▸ **REQUIREMENT 1**:
Answer these questions from the SAIL results summary:
(a) What was the company's turnover for FY '11?
(b) How much was spent on capex in Q4?
(c) What was the profit before tax in Q4?

▸ **EXCERPTED PASSAGE**:
* START *

Wednesday, June 22, 2011

SAIL = STEEL AUTHORITY OF INDIA LIMITED = Q4 AND FY 2011 RESULTS = COSTS UP = MARGINS UNDER PRESSURE

Steel Authority of India Limited
NSE Symbol             SAIL

SAIL has released its operational and financial results for Q4 and FY 2011.

Highlights

Ø  SAIL FY '11 turnover up 7% to Rs. 47042 crore y-o-y.
Ø  Q4 turnover at Rs.13,137 Cr - grows 7% over Q3 and 1% over Q4 FY 10.
Ø  Q4 PBT & PAT 34% & 36% higher than Q3
Ø  Highest-ever value-added/special steel production – 6% growth in Q4; 3% in FY
Ø  Capex 13% higher in Q4 at Rs. 3278 cr.; exceeds Rs. 11000 cr. for full year
Ø  Company net worth crosses Rs. 37600 crore
Ø  Highest-ever labour productivity of 241 tonnes/manyear  

The company’s profitability during Q4 improved over the previous quarter due to better sales realisations despite market fluctuations and demand uncertainties. 

Profit before tax (PBT) at Rs. 2,188 crore was 34% higher than that in Q3.

* END *

Collected data
* START *

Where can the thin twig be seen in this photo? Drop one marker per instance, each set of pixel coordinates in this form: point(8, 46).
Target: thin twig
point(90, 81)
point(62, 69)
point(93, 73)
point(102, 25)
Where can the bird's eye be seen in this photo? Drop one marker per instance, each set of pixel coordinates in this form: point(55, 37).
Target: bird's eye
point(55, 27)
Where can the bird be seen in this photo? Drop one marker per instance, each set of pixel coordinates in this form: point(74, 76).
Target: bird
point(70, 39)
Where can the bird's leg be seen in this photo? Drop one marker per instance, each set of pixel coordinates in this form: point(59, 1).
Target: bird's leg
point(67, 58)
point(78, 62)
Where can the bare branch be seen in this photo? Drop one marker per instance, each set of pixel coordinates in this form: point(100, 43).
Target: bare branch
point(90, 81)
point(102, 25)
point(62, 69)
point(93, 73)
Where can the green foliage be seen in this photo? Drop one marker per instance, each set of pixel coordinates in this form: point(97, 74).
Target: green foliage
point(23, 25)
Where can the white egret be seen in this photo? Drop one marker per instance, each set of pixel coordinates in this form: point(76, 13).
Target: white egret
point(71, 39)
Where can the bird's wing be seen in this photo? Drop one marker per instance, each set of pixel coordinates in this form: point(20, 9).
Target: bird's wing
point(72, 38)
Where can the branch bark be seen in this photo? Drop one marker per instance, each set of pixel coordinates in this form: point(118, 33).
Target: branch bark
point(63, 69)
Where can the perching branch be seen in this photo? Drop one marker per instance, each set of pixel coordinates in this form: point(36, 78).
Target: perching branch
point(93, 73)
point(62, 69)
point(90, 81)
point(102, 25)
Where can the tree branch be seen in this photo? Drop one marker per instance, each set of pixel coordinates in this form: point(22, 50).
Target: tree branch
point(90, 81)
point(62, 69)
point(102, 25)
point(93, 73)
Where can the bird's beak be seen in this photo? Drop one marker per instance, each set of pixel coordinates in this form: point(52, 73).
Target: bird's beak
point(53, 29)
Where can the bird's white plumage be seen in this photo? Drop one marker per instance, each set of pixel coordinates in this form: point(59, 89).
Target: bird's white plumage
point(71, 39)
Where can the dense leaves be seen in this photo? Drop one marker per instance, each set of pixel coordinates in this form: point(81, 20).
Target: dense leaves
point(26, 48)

* END *
* START *

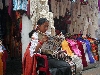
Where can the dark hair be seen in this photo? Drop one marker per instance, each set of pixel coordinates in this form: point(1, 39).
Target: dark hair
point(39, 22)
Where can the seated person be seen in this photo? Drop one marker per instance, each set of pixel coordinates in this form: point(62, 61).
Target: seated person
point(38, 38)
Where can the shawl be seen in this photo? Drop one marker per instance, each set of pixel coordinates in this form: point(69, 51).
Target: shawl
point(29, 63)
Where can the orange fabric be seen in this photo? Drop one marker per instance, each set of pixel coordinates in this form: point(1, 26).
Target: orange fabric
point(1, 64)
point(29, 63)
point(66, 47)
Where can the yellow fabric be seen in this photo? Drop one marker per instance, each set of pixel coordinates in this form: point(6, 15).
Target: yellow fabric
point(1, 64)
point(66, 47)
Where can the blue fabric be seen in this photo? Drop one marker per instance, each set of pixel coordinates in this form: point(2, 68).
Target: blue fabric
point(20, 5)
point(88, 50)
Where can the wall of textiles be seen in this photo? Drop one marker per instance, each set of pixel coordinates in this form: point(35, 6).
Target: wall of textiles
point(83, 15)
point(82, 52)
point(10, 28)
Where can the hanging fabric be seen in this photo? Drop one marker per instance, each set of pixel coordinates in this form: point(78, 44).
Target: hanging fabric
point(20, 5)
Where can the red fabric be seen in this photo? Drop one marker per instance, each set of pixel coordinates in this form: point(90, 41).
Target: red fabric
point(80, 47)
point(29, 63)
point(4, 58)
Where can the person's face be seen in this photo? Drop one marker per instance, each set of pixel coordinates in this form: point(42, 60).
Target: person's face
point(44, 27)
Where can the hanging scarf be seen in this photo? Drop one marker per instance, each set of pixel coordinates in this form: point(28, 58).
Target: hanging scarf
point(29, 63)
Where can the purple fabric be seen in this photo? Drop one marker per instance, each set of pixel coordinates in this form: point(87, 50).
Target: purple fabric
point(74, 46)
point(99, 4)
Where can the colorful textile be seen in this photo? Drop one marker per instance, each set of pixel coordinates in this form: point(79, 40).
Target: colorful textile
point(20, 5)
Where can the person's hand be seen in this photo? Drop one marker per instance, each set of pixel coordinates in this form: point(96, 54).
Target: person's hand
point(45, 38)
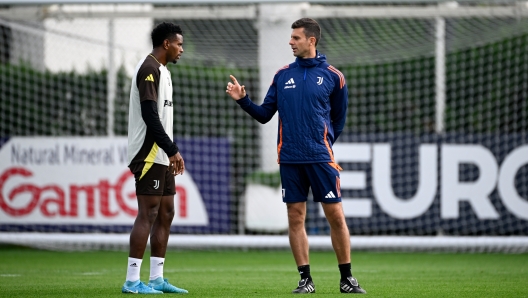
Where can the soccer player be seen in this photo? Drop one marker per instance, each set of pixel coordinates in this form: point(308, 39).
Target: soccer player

* END *

▸ **REQUIREMENT 2**:
Find every line in the records that holds the string "beak", and copy each such line. Case counts.

▸ **EXPECTED OUTPUT 1**:
(a) Rs. 47042 crore, up 7% year on year.
(b) Rs. 3278 crore, 13% higher.
(c) Rs. 2,188 crore, 34% higher than in Q3.

▸ **EXPECTED OUTPUT 2**:
Where can the bird's beak be seen in this photo? Drop one marker per instance, each set of pixel coordinates in this form: point(52, 73).
Target: bird's beak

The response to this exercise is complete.